Tugas:
Salin lagi bagian artikel tentang pawang hujan dari "Pawang Hujan ke" sampai "Dosen IAIN Ponorogo.", tetapi ganti "Fikih Kebencanaan" menjadi "Fikih Lingkungan".

Teks Latihan:
Pawang Hujan ke Mana? Mengenal Fikih Kebencanaan Muhammadiyah; Kajian oleh Dr Aji Damanuri, Sekretaris Majelis Tarjih dan Tajdid Pimpinan Daerah Muhammadiyah Kabupaten Tulungagung; Dosen IAIN Ponorogo.
PWMU.CO – Beberapa hari terakhir hujan mengguyur hampir seluruh wilayah Indonesia. Akibatnya beberapa kabupaten terjadi tanah longsor dan banjir. Bencana banyak didominasi daerah lereng gunung yang telah gudul. Banyak harta benda yang ikut hilang tersapu bajir. Roda ekonomi menjadi macet.
Dalam situasai seperti ini banyak yang mempertanyakan di mana para pawang hujan yang beberapa waktu lalu viral karena dianggap sanggup menghentikan hujan.
Hujan dan bencana banjir mestinya mengokohkan keyakinan bahwa Islam tidak mengenal pawang hujan. Islam mengajarkan bahwa hujan adalah berkah, karenanya yang diajarkan adalah doa allahumma sayyiban nafi’a, berharap Allah memberi manfaat dari hujan yang diturunkan.
Manfaat berkah kesuburan maupun berkah kesadaran bahwa perbuatan kita merusak alam selalu melahirkan konsekwensi yang nyata. Perbaikan ekologis berakibat pada kemakmuran, sedangkan kerusakan ekologis juga akan memberi efek yang nyata, misalnya banjir dan tanah longsor yang sedang mendera.

Kumpulan Data:

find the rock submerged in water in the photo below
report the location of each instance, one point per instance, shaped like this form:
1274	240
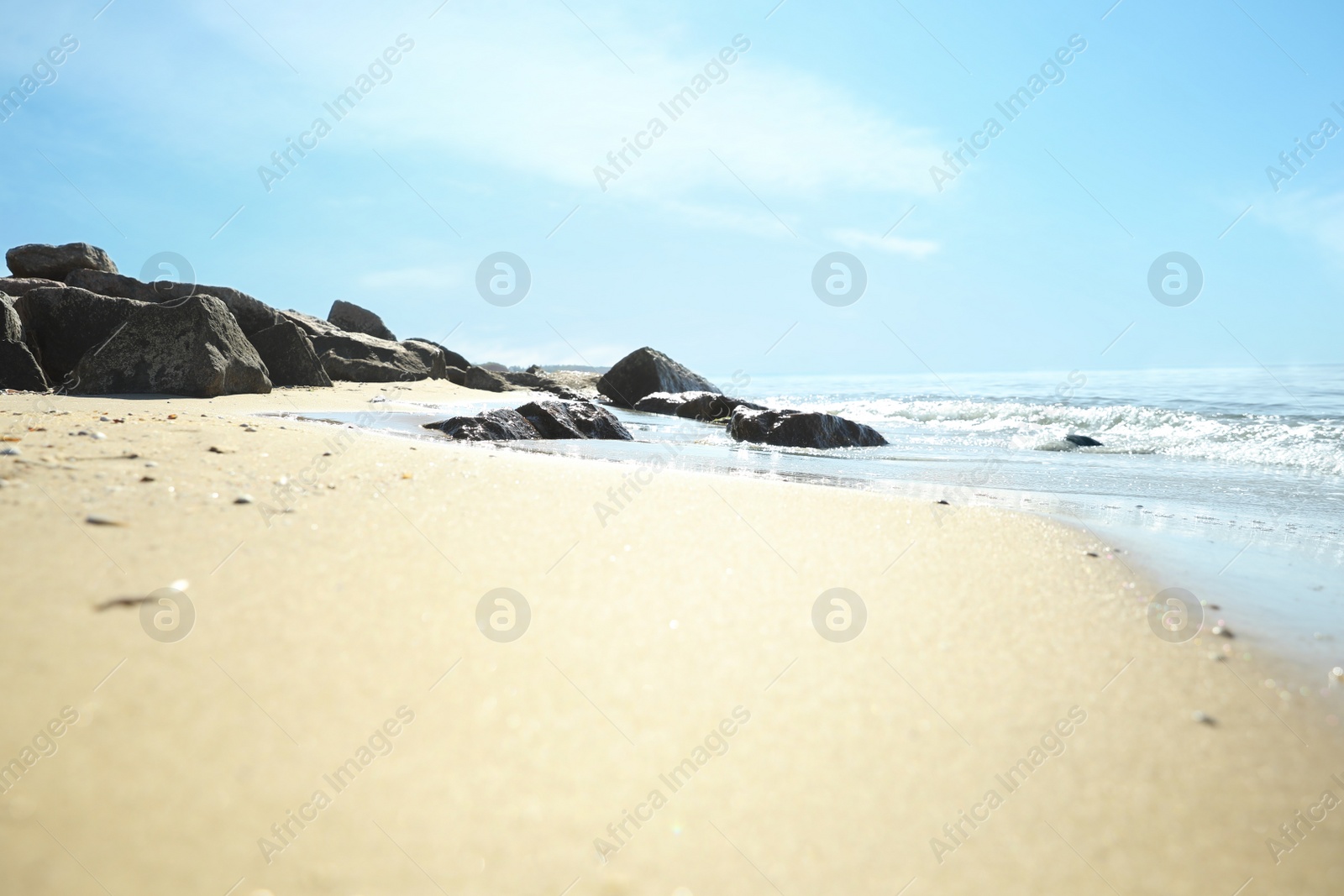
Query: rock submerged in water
19	369
696	406
354	318
645	371
548	419
54	262
800	429
190	347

Jawaban Anda:
Pawang Hujan ke Mana? Mengenal Fikih Lingkungan Muhammadiyah; Kajian oleh Dr Aji Damanuri, Sekretaris Majelis Tarjih dan Tajdid Pimpinan Daerah Muhammadiyah Kabupaten Tulungagung; Dosen IAIN Ponorogo.